» **LISTED RECORDS**
-=-=-
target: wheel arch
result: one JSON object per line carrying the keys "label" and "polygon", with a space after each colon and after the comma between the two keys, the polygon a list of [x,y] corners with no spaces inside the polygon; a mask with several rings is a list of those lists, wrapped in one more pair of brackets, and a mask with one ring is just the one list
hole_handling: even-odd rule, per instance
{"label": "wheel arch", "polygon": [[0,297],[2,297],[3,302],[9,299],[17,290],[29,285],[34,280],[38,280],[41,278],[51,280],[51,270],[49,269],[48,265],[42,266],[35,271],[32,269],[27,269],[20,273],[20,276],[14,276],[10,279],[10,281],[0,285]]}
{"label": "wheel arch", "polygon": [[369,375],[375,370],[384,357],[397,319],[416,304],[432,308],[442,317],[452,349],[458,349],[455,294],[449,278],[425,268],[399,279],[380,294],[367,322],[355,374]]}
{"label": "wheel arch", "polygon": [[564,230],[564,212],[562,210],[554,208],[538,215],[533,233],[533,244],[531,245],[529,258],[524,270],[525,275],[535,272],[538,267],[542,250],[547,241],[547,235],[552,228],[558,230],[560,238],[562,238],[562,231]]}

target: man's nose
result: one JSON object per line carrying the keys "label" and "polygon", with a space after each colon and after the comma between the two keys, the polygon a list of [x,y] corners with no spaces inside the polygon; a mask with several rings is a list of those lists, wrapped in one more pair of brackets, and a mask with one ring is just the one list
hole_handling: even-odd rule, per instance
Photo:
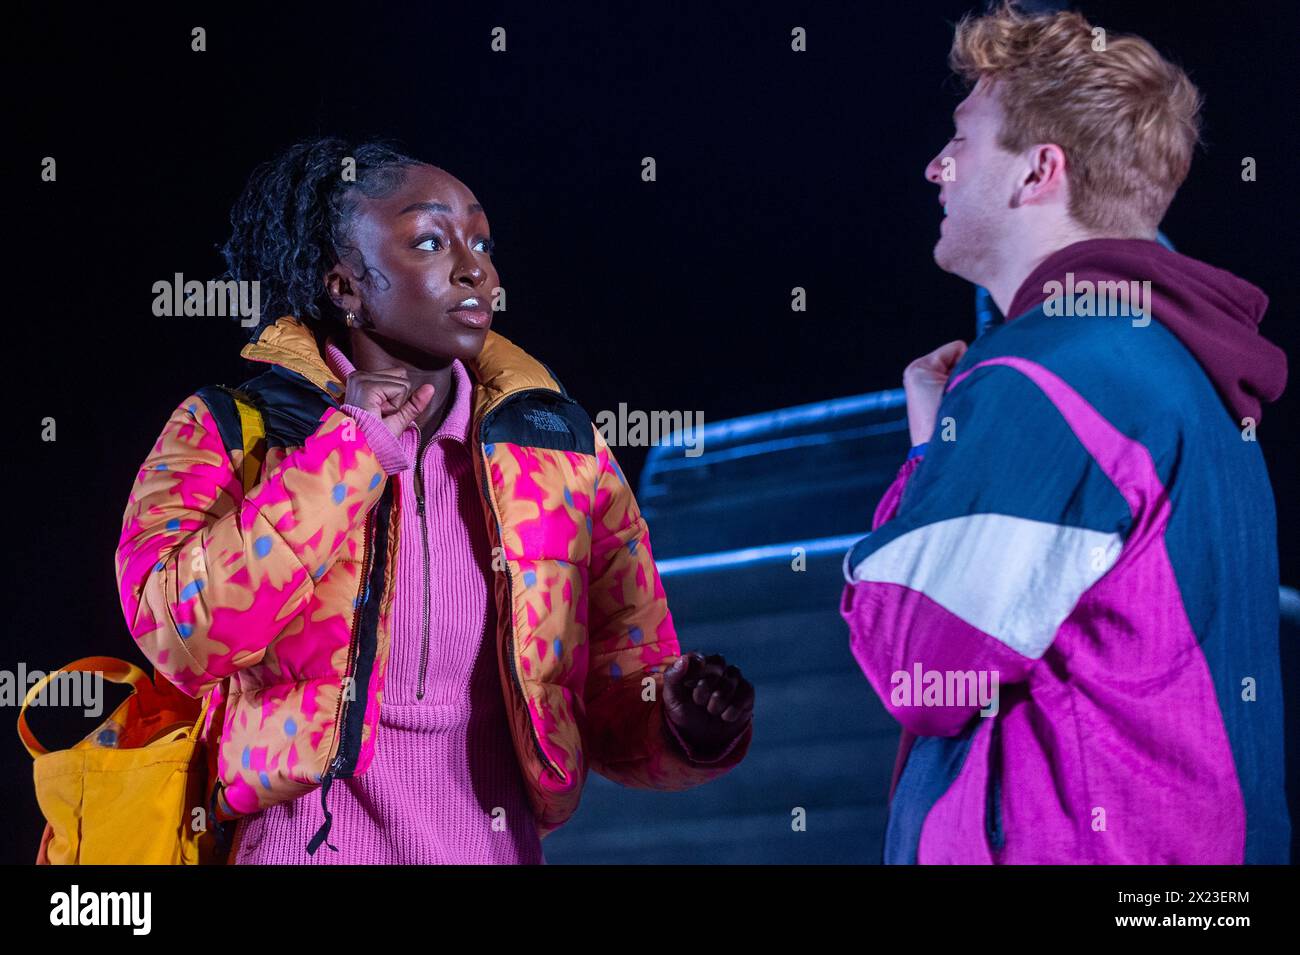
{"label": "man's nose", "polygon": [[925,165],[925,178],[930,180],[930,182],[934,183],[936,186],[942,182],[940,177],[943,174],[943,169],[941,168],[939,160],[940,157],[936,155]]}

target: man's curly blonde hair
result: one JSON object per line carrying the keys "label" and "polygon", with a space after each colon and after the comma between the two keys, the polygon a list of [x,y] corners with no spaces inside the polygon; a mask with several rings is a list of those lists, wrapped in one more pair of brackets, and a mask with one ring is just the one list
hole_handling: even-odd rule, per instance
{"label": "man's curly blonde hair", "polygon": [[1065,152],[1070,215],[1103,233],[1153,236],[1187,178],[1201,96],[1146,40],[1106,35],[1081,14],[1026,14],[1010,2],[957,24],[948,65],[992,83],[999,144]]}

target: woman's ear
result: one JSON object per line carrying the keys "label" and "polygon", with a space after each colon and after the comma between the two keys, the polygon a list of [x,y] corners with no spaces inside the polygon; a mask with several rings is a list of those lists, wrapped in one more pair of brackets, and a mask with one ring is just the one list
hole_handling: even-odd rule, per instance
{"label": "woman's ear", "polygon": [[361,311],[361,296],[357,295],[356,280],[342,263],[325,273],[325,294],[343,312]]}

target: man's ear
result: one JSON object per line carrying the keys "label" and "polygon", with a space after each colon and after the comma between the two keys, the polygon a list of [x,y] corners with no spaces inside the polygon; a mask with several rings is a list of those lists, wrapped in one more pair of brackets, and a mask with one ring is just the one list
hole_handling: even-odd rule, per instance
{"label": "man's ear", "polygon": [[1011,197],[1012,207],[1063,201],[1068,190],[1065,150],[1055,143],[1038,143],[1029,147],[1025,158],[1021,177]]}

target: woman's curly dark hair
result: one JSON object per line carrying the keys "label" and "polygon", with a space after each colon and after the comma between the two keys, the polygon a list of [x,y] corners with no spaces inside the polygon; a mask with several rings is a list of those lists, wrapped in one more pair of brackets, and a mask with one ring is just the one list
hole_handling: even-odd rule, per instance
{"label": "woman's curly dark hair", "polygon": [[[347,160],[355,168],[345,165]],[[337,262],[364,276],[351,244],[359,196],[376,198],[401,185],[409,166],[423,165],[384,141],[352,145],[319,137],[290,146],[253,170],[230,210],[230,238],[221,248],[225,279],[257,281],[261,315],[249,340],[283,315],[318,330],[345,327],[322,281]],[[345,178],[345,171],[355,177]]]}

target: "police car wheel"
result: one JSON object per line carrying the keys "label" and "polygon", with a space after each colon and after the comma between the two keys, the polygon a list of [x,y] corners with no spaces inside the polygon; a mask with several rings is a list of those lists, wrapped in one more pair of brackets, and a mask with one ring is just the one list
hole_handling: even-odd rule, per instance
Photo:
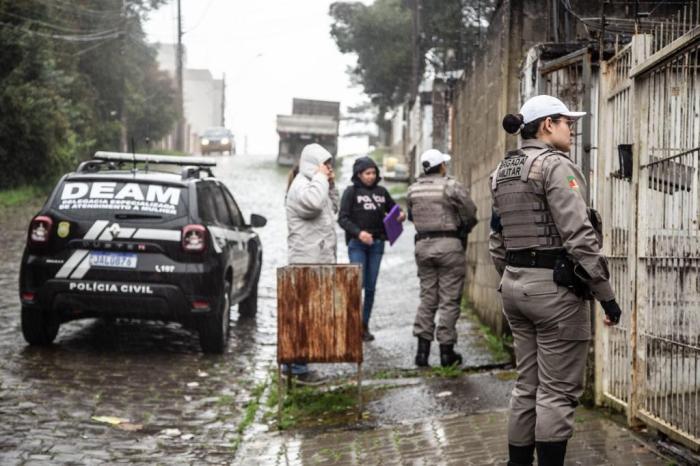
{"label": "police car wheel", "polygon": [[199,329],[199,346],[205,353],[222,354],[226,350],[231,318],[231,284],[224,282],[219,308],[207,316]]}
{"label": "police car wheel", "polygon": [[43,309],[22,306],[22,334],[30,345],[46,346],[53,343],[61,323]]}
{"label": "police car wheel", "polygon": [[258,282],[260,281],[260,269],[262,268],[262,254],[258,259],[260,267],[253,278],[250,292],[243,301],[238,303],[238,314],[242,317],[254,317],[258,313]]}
-=-=-
» **WHAT IS NEEDED**
Print every entry exactly. Pictures are not part of the copy.

» **TASK RESPONSE**
target: wheel arch
result: one JSON object per line carrying the keys "label" and "polygon", with a space after each colon and after the comma between the two keys, the polygon a list of [x,y] corners with no spaces inside the polygon; a mask with several rings is a list of those lists, wrapped in one more pair of brackets, and a mask with one ring is just the one list
hole_handling: even-odd rule, per instance
{"label": "wheel arch", "polygon": [[0,297],[2,297],[3,302],[9,299],[17,290],[29,285],[34,280],[38,280],[41,278],[51,280],[51,270],[49,269],[48,265],[42,266],[35,271],[32,269],[27,269],[20,273],[20,276],[14,276],[10,279],[10,281],[0,285]]}
{"label": "wheel arch", "polygon": [[369,375],[375,370],[384,357],[397,319],[416,304],[432,308],[442,317],[452,349],[458,349],[455,294],[449,278],[425,268],[399,279],[380,294],[367,322],[355,374]]}
{"label": "wheel arch", "polygon": [[564,230],[564,212],[562,210],[554,208],[538,215],[533,233],[533,244],[531,245],[529,258],[524,270],[525,275],[535,272],[538,267],[542,250],[547,241],[547,235],[552,228],[558,230],[560,238],[562,238],[562,231]]}

target: man's nose
result: one JSON object per line carrying the keys "label" and "polygon", with a space after each colon and after the comma between the two keys, the polygon a list of [x,y] corners with no spaces inside the polygon; a mask with several rings is a list of those lists, wrapped in one more pair of brackets, and a mask with one ring is just the one list
hole_handling: even-odd rule, per instance
Photo:
{"label": "man's nose", "polygon": [[925,165],[925,178],[930,180],[930,182],[934,183],[936,186],[942,182],[940,177],[943,174],[943,169],[941,168],[939,160],[940,157],[936,155]]}

target: man's curly blonde hair
result: one JSON object per line carrying the keys "label" and "polygon", with a space after each colon and after the comma between the two keys, the polygon a list of [x,y] corners with no spaces inside the polygon; a mask with several rings is a list of those lists, wrapped in one more pair of brackets, and a mask with one ring is just the one list
hole_handling: even-odd rule, per instance
{"label": "man's curly blonde hair", "polygon": [[1065,152],[1070,215],[1103,233],[1153,236],[1187,178],[1201,96],[1146,40],[1106,35],[1081,14],[1026,14],[1010,2],[957,24],[948,65],[992,83],[999,144]]}

target: woman's ear
result: one JSON object per line carrying the keys "label" and "polygon", with a space after each colon and after the comma between the two keys, the polygon a list of [x,y] corners with no spaces inside the polygon; a mask with several rings is a list of those lists, wrapped in one more pair of brackets, and a mask with one ring is just the one list
hole_handling: even-odd rule, per instance
{"label": "woman's ear", "polygon": [[361,311],[361,296],[357,295],[356,280],[342,263],[325,273],[325,294],[343,312]]}

target: man's ear
result: one JSON object per line carrying the keys "label" and "polygon", with a space after each colon and after the comma between the two keys, the polygon a list of [x,y] corners with no spaces inside the polygon; a mask with several rings is a list of those lists, wrapped in one more pair of brackets, and a mask with one ring is just the one list
hole_handling: even-odd rule, per instance
{"label": "man's ear", "polygon": [[1011,197],[1012,207],[1063,201],[1068,190],[1065,150],[1055,143],[1038,143],[1029,147],[1025,158],[1021,177]]}

target: woman's curly dark hair
result: one JSON object per line carrying the keys "label" and "polygon", with a space after each colon and after the comma between the two keys, the polygon a list of [x,y] corners with no spaces inside the polygon; a mask with several rings is a list of those lists, wrapped in one more pair of brackets, and a mask with one ring is just the one list
hole_handling: even-odd rule, per instance
{"label": "woman's curly dark hair", "polygon": [[[347,160],[355,168],[345,165]],[[337,262],[364,276],[351,244],[359,196],[376,198],[401,185],[409,166],[423,165],[384,141],[352,145],[319,137],[290,146],[253,170],[230,210],[230,238],[221,248],[225,279],[257,281],[261,315],[249,340],[283,315],[318,330],[345,327],[322,281]],[[345,178],[345,171],[355,177]]]}

target: "police car wheel"
result: one JSON object per line carrying the keys "label" and "polygon", with a space after each colon and after the comma between the two keys, the polygon a list of [x,y] corners with no spaces inside the polygon; a mask with several rings is a list of those lists, wrapped in one more pair of brackets, and a mask with one ring is just the one list
hole_handling: even-odd rule, per instance
Photo:
{"label": "police car wheel", "polygon": [[199,329],[199,346],[205,353],[222,354],[226,350],[231,318],[231,284],[224,282],[219,308],[207,316]]}
{"label": "police car wheel", "polygon": [[43,309],[22,306],[22,334],[30,345],[46,346],[53,343],[61,323]]}
{"label": "police car wheel", "polygon": [[258,282],[260,281],[260,269],[262,268],[262,254],[258,259],[260,267],[253,278],[250,292],[243,301],[238,303],[238,314],[242,317],[254,317],[258,313]]}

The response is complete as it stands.